- _PROBLEM REQUIREMENTS_:
Look at the entries below and reproduce them exactly.

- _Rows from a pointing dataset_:
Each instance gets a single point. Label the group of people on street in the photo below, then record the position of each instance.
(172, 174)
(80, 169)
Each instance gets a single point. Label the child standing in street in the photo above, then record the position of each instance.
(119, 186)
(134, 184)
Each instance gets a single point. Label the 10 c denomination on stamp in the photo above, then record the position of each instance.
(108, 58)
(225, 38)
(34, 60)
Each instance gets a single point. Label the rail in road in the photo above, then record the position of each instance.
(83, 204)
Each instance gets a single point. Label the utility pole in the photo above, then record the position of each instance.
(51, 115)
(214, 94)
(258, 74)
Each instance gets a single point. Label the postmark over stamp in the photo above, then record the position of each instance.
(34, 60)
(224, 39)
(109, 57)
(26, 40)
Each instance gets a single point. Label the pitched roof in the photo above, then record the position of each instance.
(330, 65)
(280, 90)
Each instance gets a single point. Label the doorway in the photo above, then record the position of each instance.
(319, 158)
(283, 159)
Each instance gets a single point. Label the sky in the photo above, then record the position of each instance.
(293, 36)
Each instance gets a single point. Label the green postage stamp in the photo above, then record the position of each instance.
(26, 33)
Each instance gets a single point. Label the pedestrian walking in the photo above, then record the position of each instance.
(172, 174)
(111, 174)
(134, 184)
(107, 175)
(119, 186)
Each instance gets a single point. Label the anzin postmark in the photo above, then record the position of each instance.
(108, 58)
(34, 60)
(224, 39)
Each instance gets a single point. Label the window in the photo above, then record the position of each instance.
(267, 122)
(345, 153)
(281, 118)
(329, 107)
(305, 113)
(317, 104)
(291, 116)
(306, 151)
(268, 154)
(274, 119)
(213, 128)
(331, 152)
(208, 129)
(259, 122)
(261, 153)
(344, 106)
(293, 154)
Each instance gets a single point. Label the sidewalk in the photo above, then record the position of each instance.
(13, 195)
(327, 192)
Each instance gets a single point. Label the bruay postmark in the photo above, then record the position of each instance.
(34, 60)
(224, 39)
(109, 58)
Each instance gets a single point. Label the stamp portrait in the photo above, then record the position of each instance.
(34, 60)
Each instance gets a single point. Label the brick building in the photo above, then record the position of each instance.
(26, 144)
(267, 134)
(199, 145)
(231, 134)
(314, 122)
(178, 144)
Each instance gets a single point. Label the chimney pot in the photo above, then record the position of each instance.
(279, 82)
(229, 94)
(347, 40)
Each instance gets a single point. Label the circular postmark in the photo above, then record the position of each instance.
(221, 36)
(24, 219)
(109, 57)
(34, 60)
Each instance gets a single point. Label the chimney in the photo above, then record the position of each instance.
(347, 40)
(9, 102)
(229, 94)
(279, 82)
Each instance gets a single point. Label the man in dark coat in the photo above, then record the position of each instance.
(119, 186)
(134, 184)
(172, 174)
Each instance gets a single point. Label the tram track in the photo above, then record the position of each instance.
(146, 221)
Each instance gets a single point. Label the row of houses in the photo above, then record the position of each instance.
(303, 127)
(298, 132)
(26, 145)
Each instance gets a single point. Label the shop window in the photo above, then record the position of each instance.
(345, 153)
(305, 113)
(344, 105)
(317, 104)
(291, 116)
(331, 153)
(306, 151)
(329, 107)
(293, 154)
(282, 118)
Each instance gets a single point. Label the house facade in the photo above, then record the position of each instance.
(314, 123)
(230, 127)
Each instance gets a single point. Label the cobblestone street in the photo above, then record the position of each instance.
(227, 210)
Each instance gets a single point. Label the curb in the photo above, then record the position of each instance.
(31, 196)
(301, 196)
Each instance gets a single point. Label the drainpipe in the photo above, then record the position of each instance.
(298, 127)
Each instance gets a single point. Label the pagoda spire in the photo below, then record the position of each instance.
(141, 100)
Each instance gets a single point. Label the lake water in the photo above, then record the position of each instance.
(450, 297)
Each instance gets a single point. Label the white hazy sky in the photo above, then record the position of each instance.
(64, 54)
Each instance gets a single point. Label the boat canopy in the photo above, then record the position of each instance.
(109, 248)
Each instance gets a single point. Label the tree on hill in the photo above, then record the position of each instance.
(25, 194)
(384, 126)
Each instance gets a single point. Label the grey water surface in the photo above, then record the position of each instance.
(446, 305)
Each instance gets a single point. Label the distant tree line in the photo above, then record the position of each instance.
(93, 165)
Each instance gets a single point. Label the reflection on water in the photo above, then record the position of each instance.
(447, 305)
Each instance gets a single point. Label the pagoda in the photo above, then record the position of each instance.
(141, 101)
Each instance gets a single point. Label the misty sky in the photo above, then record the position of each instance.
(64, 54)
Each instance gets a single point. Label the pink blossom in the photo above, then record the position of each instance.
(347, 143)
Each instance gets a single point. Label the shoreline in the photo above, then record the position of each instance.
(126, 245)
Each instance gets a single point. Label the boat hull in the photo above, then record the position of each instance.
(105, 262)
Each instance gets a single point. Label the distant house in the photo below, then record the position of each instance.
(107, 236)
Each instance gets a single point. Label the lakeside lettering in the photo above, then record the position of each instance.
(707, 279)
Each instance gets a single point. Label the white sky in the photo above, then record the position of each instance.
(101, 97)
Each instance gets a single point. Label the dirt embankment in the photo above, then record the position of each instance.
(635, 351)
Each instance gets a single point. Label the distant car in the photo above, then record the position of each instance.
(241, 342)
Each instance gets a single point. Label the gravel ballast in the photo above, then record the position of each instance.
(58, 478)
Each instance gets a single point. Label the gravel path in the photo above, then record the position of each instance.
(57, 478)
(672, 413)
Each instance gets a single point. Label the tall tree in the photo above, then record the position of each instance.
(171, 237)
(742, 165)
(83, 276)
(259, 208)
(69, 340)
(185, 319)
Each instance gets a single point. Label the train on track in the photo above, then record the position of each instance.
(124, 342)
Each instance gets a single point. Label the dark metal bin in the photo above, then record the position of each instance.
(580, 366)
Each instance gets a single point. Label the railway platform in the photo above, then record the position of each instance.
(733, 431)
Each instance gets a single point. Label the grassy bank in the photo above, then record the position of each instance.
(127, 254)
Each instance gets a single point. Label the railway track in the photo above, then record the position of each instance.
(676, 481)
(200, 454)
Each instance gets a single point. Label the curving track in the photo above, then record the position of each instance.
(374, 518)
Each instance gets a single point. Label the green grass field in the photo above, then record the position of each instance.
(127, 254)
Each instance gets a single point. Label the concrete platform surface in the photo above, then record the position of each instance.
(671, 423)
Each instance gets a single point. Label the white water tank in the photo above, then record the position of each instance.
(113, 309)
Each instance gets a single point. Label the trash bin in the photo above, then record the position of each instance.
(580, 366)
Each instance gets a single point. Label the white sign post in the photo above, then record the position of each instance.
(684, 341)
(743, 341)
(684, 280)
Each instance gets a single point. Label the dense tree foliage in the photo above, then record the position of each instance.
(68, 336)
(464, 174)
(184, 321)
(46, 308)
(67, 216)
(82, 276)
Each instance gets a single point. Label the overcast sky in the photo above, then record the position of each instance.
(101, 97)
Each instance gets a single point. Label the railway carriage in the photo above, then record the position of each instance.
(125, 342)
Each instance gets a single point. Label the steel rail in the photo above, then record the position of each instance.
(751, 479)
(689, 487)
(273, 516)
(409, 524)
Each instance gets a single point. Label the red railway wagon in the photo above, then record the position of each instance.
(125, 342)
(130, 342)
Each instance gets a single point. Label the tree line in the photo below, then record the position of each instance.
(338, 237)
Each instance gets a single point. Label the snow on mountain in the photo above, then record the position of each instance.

- _SOLUTION TO THIS EXERCISE_:
Each instance gets a single point. Label the group of people on street in the photo below, then record the position of each instance.
(172, 174)
(80, 169)
Each instance gets a single point. Label the child standing in street in the photo above, then record the position of each instance.
(119, 186)
(134, 184)
Each instance gets a single point. Label the 10 c denomination on stamp in the photo above, then record the position of each instance.
(108, 58)
(225, 38)
(34, 60)
Each instance gets a single point. Label the rail in road in the photo above, then record the position of each instance.
(83, 204)
Each instance gets a single point. Label the utility pole in the photo above, then record the position of each instance.
(51, 115)
(214, 94)
(258, 74)
Each instance gets a single point. Label the postmark over stamp in the photo above, then record the position of each instance.
(34, 60)
(224, 39)
(109, 57)
(26, 40)
Each instance gets a single point. Label the pitched roof in the photo above, then record the position of each instance.
(330, 65)
(280, 90)
Each instance gets a single point. Label the doorway in the photo above, then record the position of each instance.
(319, 158)
(283, 159)
Each instance gets a single point. Label the sky in the photo above, then record the position of each instance.
(293, 36)
Each instance gets a single point. Label the green postage stamp in the photo above, then record the position of each instance.
(26, 33)
Each instance gets a single point. Label the pedestrian walking in the photo above, then record the position of each instance.
(172, 174)
(111, 174)
(134, 184)
(107, 175)
(119, 186)
Each instance gets a single point. Label the anzin postmark in the photo above, then record the position of each instance.
(108, 58)
(34, 60)
(224, 39)
Each instance gets a single point. Label the window in the photo above, then record the position of each instance.
(267, 122)
(345, 153)
(281, 118)
(329, 107)
(305, 113)
(317, 104)
(291, 116)
(306, 151)
(268, 154)
(274, 119)
(213, 128)
(331, 152)
(208, 129)
(259, 122)
(261, 153)
(344, 106)
(293, 154)
Each instance gets a single point. Label the sidewalk in the photo above, then record the position of each instance.
(13, 195)
(327, 192)
Each instance gets a single point. Label the bruay postmark in the photo above, then record the position of each instance.
(34, 60)
(224, 39)
(109, 58)
Each instance gets a single point. Label the stamp portrait in the photo above, then record the position of each instance.
(34, 60)
Each instance gets a single point. Label the brick building in the photo above, then record the position of each instance.
(26, 144)
(267, 134)
(199, 145)
(231, 134)
(314, 122)
(178, 144)
Each instance gets a single point. Label the chimney pot in the photo above, then record the position of each instance.
(279, 82)
(229, 94)
(347, 40)
Each instance gets a single point. Label the circular postmark in the photo above, then record the position of each instance.
(221, 36)
(24, 219)
(109, 57)
(34, 60)
Each instance gets a single point. Label the chimney in the photo above, then record the position of each instance.
(347, 40)
(9, 102)
(229, 94)
(279, 82)
Each instance gets a single point. Label the man in dark coat in the photo above, then record the position of each instance.
(119, 186)
(134, 184)
(172, 174)
Each instance gets a single point. Label the tram track in the photo above, then record the position of each instance.
(146, 221)
Each instance gets a single point. Label the row of houses in the photo above, then record the position of each instance.
(303, 127)
(298, 132)
(26, 145)
Each instance gets a single point. Label the shop window in the photo above, then record the position of each instance.
(345, 153)
(305, 113)
(344, 105)
(317, 104)
(291, 116)
(331, 153)
(306, 151)
(329, 107)
(293, 154)
(282, 118)
Each instance gets a single point. Label the house facade in the photo above, then record the position of each instance.
(314, 123)
(230, 127)
Each instance gets a single point. Label the cobblestone street in the photo above, then record the position of each instance.
(227, 210)
Each instance gets a single point. Label the curb in the photo above, then record the position of each instance.
(31, 196)
(301, 196)
Each instance gets a single point. Label the drainpipe in the photo above, then record the position of each instance.
(298, 127)
Each instance gets a single point. Label the pagoda spire in the photo below, then record the position of each instance.
(141, 100)
Each instance gets a single point. Label the lake water in the photo above, then record the position of each instance.
(450, 297)
Each instance gets a single point. Label the white hazy sky in the photo above, then record the position of each instance.
(64, 54)
Each instance gets a single point. Label the boat canopy in the photo above, then record the position of each instance.
(109, 248)
Each instance gets a single point. Label the tree on hill in the photo above, then record the position of each instance.
(25, 194)
(384, 126)
Each instance gets a single point. Label the grey water surface in the photo above, then record the position of each instance.
(446, 305)
Each instance gets a single point. Label the distant tree line in the photo above, then record the position of each instance.
(93, 165)
Each instance gets a single point. Label the reflection on water in the photo above, then record the position of each instance.
(447, 305)
Each instance gets a single point. Label the pagoda in the photo above, then record the position of each instance.
(141, 101)
Each instance gets a single point. Label the misty sky in the photo above, then record the position of each instance.
(64, 54)
Each instance gets a single point. Label the pink blossom in the photo above, then record the position of each instance.
(347, 143)
Each instance gets a single point. Label the shoreline in the photo above, then record the position of each instance.
(126, 245)
Each instance gets a single point. Label the boat hull in the photo above, then record the position of each instance.
(105, 262)
Each instance gets a single point. Label the distant house in the photo below, then record the position of each instance.
(107, 236)
Each instance gets a single point. Label the lakeside lettering in the photo above, then record the position of each instance.
(707, 279)
Each instance gets a single point. Label the white sky in the photo above, then record the position of each instance.
(101, 97)
Each instance gets a single point. Label the dirt embankment in the photo above, then record the position of each instance.
(635, 351)
Each instance gets a single point. Label the distant car in the photo above, then record the position of each instance.
(241, 342)
Each instance gets a single point. Label the gravel ballast in the photo above, then record the position of each instance.
(58, 478)
Each instance gets a single point. Label the gravel path in the photo above, then record the position of each instance.
(57, 478)
(672, 413)
Each instance gets a single point. Label the tall tree in the photo above, then record the position of each instance.
(171, 237)
(742, 165)
(83, 276)
(259, 208)
(69, 340)
(185, 319)
Each instance gets a single point. Label the train on track in the photo above, then record the position of each instance.
(124, 342)
Each instance gets a single point. Label the dark metal bin in the photo above, then record the position of each instance.
(580, 366)
Each instance gets a single point. Label the railway platform in the photo above, then record the position of each instance.
(733, 431)
Each instance gets a single point. Label the grassy bank in the photo above, then record the position of each instance.
(127, 254)
Each instance gets a single point. Label the railway track in the photo above, then record the position of each instance.
(676, 481)
(200, 454)
Each instance gets a single point. Label the curving track in the photo above, then record the position of each instance.
(374, 518)
Each instance gets a single point. Label the green grass field in the photo above, then record the position of each instance.
(127, 254)
Each instance gets a single point. Label the concrete platform surface in the photo above, then record the position of each instance.
(671, 423)
Each instance gets a single point. Label the white water tank in the photo above, then record the position of each instance.
(113, 309)
Each instance gets a single point. Label the trash bin in the photo above, then record the position of each instance.
(580, 366)
Each instance gets a single point. Label the white sign post in the photo above, then record the position of each instance.
(684, 341)
(743, 341)
(684, 280)
Each instance gets a single point. Label the dense tree foliage in the photo above, then record the position of each instance.
(68, 336)
(464, 174)
(184, 321)
(46, 308)
(67, 216)
(82, 276)
Each instance gets a single point. Label the overcast sky in the photo above, then record the position of each instance.
(101, 97)
Each instance gets a single point. Label the railway carriage in the photo above, then record the position of each instance.
(125, 342)
Each instance gets a single point. Label the steel rail in the photo above, then record the position of each instance.
(751, 479)
(689, 487)
(273, 516)
(409, 524)
Each instance gets a single point. Label the red railway wagon in the photo above, then record the position of each instance.
(125, 342)
(130, 342)
Each instance gets a single point. Label the tree line in the photo below, then record the position of each instance.
(338, 237)
Each instance gets a single point. Label the snow on mountain in the photo above, then record the position of each instance.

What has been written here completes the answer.